Exactly reproduce the lines from the one holding "like [(109, 34)]." through the final line of the listing below, with both ends included and nothing else.

*RECORD SET:*
§

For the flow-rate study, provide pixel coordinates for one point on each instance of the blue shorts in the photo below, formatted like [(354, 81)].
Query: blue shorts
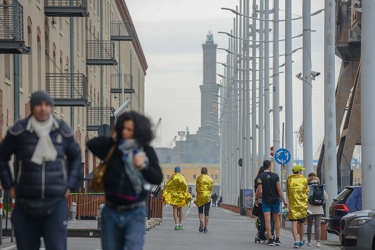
[(274, 208)]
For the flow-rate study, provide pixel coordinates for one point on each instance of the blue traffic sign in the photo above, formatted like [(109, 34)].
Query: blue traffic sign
[(282, 156)]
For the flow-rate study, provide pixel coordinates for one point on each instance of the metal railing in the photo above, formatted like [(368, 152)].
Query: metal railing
[(122, 31), (100, 52), (11, 22), (66, 8), (67, 89), (97, 116), (66, 3)]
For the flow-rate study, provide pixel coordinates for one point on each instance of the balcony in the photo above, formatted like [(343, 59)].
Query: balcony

§

*EXERCISE OUTPUT:*
For the flow-rate study, provide pixel coordinates for one point on each instance of the blue traffic sign in the photo above, formatted like [(109, 34)].
Query: blue traffic sign
[(282, 156)]
For the flow-rate study, provide pixel coordinates for one point on each instance of the metal railing in the photo above, formatted like [(368, 152)].
Query: metal railing
[(122, 31), (100, 52), (11, 22), (66, 8), (67, 89), (97, 116), (66, 3)]
For the flow-rate study, provide pixel coordinates for one point on each instance of the balcony in the photo above, formatted like [(343, 59)].
Query: balcony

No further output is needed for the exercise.